Aim =
Collect every line below that contains the word "person" and reproduce each one in full.

====== Dataset rows ======

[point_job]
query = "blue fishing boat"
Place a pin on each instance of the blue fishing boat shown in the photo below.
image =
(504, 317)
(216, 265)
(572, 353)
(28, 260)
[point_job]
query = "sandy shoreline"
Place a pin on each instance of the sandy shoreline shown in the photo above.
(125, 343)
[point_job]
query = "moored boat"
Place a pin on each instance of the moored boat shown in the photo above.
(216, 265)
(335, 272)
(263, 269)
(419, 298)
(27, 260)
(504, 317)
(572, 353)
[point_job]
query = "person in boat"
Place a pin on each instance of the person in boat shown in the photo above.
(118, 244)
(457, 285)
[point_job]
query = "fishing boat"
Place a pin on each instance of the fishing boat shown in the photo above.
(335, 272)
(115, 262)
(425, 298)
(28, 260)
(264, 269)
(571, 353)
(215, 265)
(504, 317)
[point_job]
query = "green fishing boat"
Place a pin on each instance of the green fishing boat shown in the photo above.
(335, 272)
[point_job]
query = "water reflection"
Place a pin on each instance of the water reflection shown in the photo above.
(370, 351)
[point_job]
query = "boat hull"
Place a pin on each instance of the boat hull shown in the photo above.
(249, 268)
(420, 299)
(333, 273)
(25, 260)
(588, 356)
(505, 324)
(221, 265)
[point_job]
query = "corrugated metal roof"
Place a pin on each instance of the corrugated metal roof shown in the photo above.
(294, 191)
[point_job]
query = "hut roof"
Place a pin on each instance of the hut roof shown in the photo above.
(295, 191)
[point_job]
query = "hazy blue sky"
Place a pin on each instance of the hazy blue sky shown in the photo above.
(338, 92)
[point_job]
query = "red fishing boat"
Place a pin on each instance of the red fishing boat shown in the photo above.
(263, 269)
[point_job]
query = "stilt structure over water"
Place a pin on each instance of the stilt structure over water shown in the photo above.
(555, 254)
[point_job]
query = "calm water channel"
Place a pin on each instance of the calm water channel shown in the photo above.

======

Answer for this exercise =
query = "person in boat"
Place a pin on each instance of the person in boat shown in the photo above.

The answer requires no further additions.